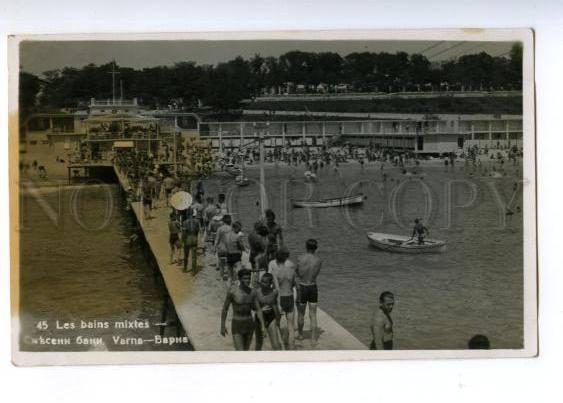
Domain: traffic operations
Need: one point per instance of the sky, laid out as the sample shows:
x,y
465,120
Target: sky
x,y
39,56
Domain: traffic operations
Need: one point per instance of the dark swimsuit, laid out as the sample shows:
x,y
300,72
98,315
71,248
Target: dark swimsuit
x,y
387,345
242,322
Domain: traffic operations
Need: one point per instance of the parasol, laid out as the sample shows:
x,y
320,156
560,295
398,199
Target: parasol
x,y
181,200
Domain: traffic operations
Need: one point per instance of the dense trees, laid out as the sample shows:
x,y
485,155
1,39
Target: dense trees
x,y
225,85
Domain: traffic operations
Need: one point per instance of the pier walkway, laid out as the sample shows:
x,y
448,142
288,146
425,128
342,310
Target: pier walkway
x,y
198,300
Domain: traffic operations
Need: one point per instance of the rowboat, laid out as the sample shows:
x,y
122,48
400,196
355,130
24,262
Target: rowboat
x,y
233,170
336,202
242,181
405,244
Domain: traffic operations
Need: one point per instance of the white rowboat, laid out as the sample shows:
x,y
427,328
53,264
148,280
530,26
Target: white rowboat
x,y
336,202
405,244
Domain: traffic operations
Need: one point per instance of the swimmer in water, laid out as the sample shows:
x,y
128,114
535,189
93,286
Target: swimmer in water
x,y
382,324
● ● ● ●
What to do =
Reproduce all of the data above line for line and without alteration, leaving out the pictures.

Reply to the exercise =
Domain: traffic operations
Need: one point per instance of the sky, laid out as the sample shows:
x,y
465,120
Target: sky
x,y
39,56
Domain: traffic operations
Need: one point per instance of the dark swimsuit, laid out as the sample shows:
x,y
300,72
98,315
71,248
Target: dark swimsuit
x,y
387,345
242,322
Domain: traffic operations
Need: one point per instance of the parasol, laid out as the sample shows:
x,y
320,156
560,295
398,199
Target: parasol
x,y
181,200
Domain: traffic operations
Need: one point per instance of the dense trees, laid out as the sample shows:
x,y
485,155
1,39
Target: dense trees
x,y
225,85
Domain: traffic operations
Need: one point per instance of the pier walkway, laid out as the sample shows:
x,y
448,142
288,146
425,128
342,310
Target: pier walkway
x,y
198,300
Domain: traffic operations
Need: one point per instance of the rowboat, laid out as the sample shows:
x,y
122,48
400,196
355,130
24,262
Target: rowboat
x,y
233,170
336,202
242,181
405,244
Domain: traffic operations
Need: one point per instance of the white rowboat, laid out as the sample shows:
x,y
427,328
53,264
148,280
530,26
Target: white rowboat
x,y
336,202
405,244
Domain: traffic operations
Need: one point per instance of the swimmer in water, laid out as the sample shows:
x,y
128,114
535,189
93,286
Target: swimmer in water
x,y
382,324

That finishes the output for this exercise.